═══ Given records
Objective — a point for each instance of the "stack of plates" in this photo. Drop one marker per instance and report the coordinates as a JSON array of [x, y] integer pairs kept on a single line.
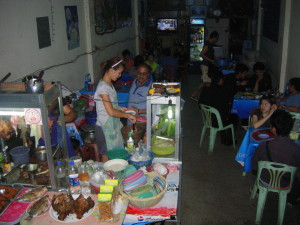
[[134, 180]]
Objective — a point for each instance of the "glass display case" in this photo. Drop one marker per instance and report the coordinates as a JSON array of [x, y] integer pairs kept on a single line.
[[33, 133], [164, 122]]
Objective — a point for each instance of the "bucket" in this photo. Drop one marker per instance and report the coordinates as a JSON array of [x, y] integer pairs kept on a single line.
[[91, 117], [20, 155]]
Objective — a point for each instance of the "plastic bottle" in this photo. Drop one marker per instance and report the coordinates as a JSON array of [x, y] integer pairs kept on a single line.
[[73, 178], [84, 178], [130, 142], [61, 178], [86, 81], [6, 158]]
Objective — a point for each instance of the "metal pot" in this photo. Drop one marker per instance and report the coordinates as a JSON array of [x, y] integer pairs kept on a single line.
[[89, 133], [89, 137], [33, 84], [41, 153], [222, 63]]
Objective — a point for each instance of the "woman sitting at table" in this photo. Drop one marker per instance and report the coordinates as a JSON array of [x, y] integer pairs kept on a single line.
[[292, 103], [153, 65], [108, 125], [139, 89], [261, 115], [261, 81], [281, 150]]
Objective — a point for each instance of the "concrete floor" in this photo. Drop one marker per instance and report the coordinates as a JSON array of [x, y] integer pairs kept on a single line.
[[214, 192]]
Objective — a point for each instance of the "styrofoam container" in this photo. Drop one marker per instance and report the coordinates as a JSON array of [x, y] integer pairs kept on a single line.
[[115, 165]]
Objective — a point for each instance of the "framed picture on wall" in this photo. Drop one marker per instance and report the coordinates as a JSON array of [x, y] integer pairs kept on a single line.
[[105, 16], [198, 11]]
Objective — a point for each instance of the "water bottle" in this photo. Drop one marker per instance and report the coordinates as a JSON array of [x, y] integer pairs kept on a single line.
[[84, 178], [6, 158], [73, 178], [286, 92], [86, 81], [61, 178], [130, 142]]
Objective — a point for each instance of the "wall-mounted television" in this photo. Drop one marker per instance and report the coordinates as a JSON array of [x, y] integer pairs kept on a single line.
[[167, 25]]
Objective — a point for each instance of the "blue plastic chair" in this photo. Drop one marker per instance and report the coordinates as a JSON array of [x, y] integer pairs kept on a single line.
[[276, 172], [207, 112]]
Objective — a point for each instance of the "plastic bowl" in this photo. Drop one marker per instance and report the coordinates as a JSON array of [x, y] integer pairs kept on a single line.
[[115, 165], [117, 153], [162, 147], [20, 155], [140, 164]]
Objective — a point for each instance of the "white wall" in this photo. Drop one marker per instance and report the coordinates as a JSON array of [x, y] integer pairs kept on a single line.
[[273, 52], [293, 62], [19, 49]]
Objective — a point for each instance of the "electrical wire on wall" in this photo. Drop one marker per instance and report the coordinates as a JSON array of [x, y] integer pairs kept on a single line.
[[96, 49]]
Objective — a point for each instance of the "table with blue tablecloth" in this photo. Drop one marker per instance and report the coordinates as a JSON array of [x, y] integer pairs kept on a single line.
[[122, 94], [244, 107], [247, 150]]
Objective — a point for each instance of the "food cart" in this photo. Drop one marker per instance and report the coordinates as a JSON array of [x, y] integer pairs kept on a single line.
[[34, 109], [28, 113]]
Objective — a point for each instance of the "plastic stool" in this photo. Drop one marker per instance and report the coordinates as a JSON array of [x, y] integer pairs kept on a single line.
[[87, 148]]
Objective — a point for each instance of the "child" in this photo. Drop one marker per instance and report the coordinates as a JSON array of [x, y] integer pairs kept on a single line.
[[261, 116]]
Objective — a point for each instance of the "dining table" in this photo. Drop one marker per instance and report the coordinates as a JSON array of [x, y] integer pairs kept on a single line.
══════
**What the task asks:** Could you print all of the entries above exactly as written, minus the pictures?

**Result below:**
Objective — a point for each instance of the "stack of plates" in this photo. Drop one marker per instance and report the coordinates as a JSON array of [x, y] integer pairs kept on a single line.
[[134, 180]]
Objective — a point for each instance of the "glass display case" in this photo. Drop one marker per instance and report the coordinates as a JSON array of [x, y] integer pairs kept on a single line.
[[33, 133], [164, 122]]
Objective — a point for each instance of the "bucket" in this photo. Drop one marker per instance and report the coordinates as a JSON array of [x, y] integer pairs kept on a single line.
[[91, 117], [20, 155]]
Objective — a point for each instance of the "plastic bottle" in this photo. Drop one marker per instance and report the coordinates as a JSON array of [x, y] integer pairs kept on a single line.
[[73, 178], [84, 178], [130, 142], [61, 178], [86, 81], [6, 158]]
Objective — a point for each instance of the "metal pot" in this photo. Drop one marker per instance and report the coordinates as a JSON array of [x, y] integer pairs kept on a single line.
[[89, 133], [89, 137], [33, 84], [41, 153], [222, 63]]
Objective — a point for each instance of the "woman sitting at table" in this photo. Drop one marker per instance and report the coordinates as a JSON array of [x, y] integer pairs kept on a single line.
[[292, 103], [153, 65], [108, 125], [139, 89], [261, 115], [261, 81], [281, 150]]
Objective — a point for each instance of the "concrete floor" in this photo. Drop one marker per instance and report the coordinates as a JSON array of [x, y] integer pairs kept on a single line.
[[214, 192]]
Objective — a point for each instance of the "styrofoam container" in this photo. Drop one marker per instance and report the coordinates as a JSON array of [x, y] integer pairs kept on a single line.
[[115, 165]]
Objective — a point for each instance of the "framed picture on wall" in this photo. Drop one marker per instance and report the coordinates as a JSON array of [x, y] integer pairs kept on a single line.
[[105, 16], [198, 11]]
Objective — a point for each instance of the "water bottle" in this photo. Drop one marker per instance and report the coordinates as a JSON array of [x, y] integer pairs kept on a single line.
[[84, 178], [6, 158], [73, 178], [286, 92], [86, 81], [61, 178], [130, 142]]
Objective — a point for each instance of the "wall-mounted television" in this photo. Drop one marker per instance and report the coordinates as a JSON array of [x, y] integer pairs kept on a single line.
[[167, 25]]
Objective — a point for each instance of the "blue plastic chair" in this photo. Drop one marker per instance and report the coordinates as a JSON array of [x, y] integer pairs kept on a single line.
[[276, 172], [207, 112]]
Objective — a point for each instance of the "plastic bowl" in this photo. Drop one marker per instance and report the coordinates as a JSON array of [x, y] integer pairs kept on a single line.
[[115, 165], [117, 153], [162, 147], [20, 155], [140, 164]]
Objective — a point for each instance of the "white wall" in this photo. Drop one marker per instance and report the coordinates as a JSON array of [x, y] integer pairs kept on a single line.
[[273, 52], [293, 62], [19, 49]]
Objective — a point for each instance of the "electrical wire on wall" in this photo. Drop one marker per instance and report the coordinates as a JSON array of [x, y] integer pairs kept on a single line.
[[96, 49]]
Objective — a point for each instance of the "table with blue tablecloth" in this photo. Drop one marker per instance and report the coordinates as a JSON array of [x, y] integer pairs kept on a single line.
[[122, 94], [244, 107], [247, 150]]
Objective — a point for each instance of the "food cart" in this photo. Drop one marker per instance and report the coordinates as a JSON array of [x, y] integer pairs kept on a single line.
[[34, 109], [28, 113]]
Objective — a point for each instance of the "plastic stool" in this photo. Drop one marker per instance and report the coordinates as a JSON array of [x, y] integer pairs kept on a single line.
[[87, 148]]
Objective — a point for each instance of the "child" in this photo. Drop one marker per instance and report the coordinates as a JSON array of [x, y] integer pairs kept on a single line.
[[261, 116]]
Objective — a point for each instance of the "dining table" in this photo. Drop one marker per instance and report the coordinates as a JSON array of [x, y] integer pairs kept on a single line.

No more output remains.